▶ [WHAT TO WORK ON]
1. According to the passage about the musical Frozen Positions, what was the musical formerly called?
2. Extract every line of the records that contains the word "positive".

2000-01 Frozen Positions– The Final Musical

 

The Polish Synopsis A train in Gdańsk, Poland. A 46-years old adoptive father is on his way home to Denmark, leaving his wife and their adopted child Lukas behind in Poland for two weeks, until he returns from work in Denmark. For now, he writes on the revised synopsis to Frozen Positions, formerly known as “The Ice Age”. Not only the name of the musical, but the whole structure has been dramaturgically smoothened out and chronically “normalized”. The 1st Act now describes Michael and Pat’s marriage, 2nd Act is about the “eternal” band The Armadillos / The Whereabouts in the 1970’ies with a short visit to 1927 and Josephine Baker. The 3rd Act is about Teresa and Bruce in the late 40’ies and 50’ies, ending with Teresa’s death and the making of the Berlin Wall in 1961. The final 4th Act starts in 1966, the birth of the Hippie era and ends in 1989 with the fall of Communism and the start of Stina and Michael’s love affair, later to be the main subject of the opera The Burning Lands. The circle is complete.

 

A Couple of Corrections Back in Denmark with my wife and our son Lukas, I began to prepare myself for the actual rewriting of the musical after 1½ month in Poland. Beside a number of small interlacing scenes providing logical links between hitherto incomprehensible scenes, I have planed a completely new scene “The Red Sun”, where the gang of leftwing friends should visit revolutionary Portugal in 1975, only to return home deeply disillusioned. I spent one month researching the gloomy facts of the once so glorified “liberation” of the Portuguese dictatorship. It seems that a Leninist tyranny was only avoided through the stubbornness of a couple of idealistic social democrats! This was the revolution welcomed by the communists of my generation; woe to the silly students, woe to democracy! The story was surprisingly different to the official version (and to my own memories from 1974-75), and could have been a highlight in Frozen Positions, was it not for my dull and ineffective text. I tried to save the text through some nice and interesting music, but shortly before I finished the English translation, I skipped the whole scene and 2½ months of work. Only the small choir of the “Useful Idiots” (4th Act, “Twilight of the Gods”) remained of the original 20 minutes of music. That’s the life of a dramatist!

 

But something rather nice came out of the rewriting process. I had planned two new love songs, Teresa’s Love Song to Bruce and Stina’s Love Song to Michael. Both songs were ambitious attempts to describe the mystical love affairs in the 3rd and 4th Acts, which had especially puzzled the actors. I was, of course, scared to death as these two songs had to be very good. As a skilled and experienced songwriter I know that technical skills and experience do not guarantee good songs in the artistic sense. A technically good song without it is not a good song. But to my relief, both songs succeeded and were genuinely good. I am particularly fond of Stina’s Love Song to Michael with its intense monologue and triumphing last part.

▶ [DATA IN THIS EXERCISE]
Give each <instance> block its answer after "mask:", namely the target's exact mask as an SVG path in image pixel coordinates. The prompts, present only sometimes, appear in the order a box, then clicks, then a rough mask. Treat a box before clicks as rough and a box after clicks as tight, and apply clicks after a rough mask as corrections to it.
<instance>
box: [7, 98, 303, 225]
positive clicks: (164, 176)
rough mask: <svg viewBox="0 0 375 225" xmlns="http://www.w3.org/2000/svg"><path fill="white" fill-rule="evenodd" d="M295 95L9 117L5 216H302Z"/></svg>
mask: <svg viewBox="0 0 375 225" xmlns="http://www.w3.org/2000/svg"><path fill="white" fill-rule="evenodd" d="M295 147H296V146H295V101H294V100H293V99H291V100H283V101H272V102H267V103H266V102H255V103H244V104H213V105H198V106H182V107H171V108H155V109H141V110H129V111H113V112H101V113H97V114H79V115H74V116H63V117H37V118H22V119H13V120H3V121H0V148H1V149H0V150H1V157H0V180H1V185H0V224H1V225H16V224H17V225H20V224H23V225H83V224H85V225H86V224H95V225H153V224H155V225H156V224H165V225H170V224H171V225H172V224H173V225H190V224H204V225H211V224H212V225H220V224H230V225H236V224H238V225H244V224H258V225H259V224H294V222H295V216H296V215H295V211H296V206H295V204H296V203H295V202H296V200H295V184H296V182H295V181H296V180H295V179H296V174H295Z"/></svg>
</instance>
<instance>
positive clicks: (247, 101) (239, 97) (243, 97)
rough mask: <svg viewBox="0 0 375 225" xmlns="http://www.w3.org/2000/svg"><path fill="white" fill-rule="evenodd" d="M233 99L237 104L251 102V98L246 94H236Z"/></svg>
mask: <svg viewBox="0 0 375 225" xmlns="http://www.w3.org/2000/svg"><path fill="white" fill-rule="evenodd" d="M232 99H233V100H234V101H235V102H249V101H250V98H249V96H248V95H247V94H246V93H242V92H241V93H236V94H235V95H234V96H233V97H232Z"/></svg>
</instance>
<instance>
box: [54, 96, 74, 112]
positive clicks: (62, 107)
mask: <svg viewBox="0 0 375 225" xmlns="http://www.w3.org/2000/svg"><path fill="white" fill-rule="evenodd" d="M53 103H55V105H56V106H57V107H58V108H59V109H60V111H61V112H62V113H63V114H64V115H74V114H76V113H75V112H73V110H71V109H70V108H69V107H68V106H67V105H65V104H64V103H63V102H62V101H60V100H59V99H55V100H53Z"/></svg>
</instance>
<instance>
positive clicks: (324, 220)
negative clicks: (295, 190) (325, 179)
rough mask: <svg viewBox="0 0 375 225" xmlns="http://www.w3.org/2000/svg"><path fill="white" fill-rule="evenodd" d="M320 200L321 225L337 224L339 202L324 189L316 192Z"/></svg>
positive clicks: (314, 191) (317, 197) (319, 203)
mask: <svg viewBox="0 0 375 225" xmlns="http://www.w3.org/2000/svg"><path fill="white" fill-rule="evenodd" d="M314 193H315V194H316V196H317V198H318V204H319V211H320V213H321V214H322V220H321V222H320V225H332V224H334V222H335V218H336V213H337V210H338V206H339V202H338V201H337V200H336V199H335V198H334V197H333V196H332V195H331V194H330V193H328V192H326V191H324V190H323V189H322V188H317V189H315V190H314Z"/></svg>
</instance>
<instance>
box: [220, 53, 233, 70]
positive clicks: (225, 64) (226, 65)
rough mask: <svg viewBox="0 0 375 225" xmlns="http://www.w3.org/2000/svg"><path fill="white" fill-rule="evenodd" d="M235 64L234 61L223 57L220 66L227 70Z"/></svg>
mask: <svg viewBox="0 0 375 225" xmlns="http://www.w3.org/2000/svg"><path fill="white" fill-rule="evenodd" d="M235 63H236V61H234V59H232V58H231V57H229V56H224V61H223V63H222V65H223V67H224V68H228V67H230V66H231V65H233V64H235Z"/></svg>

▶ [RESPONSES FOR EACH TASK]
1. "The Ice Age"

2.
positive clicks: (164, 176)
positive clicks: (247, 101) (239, 97) (243, 97)
positive clicks: (62, 107)
positive clicks: (324, 220)
positive clicks: (314, 191) (317, 197) (319, 203)
positive clicks: (225, 64) (226, 65)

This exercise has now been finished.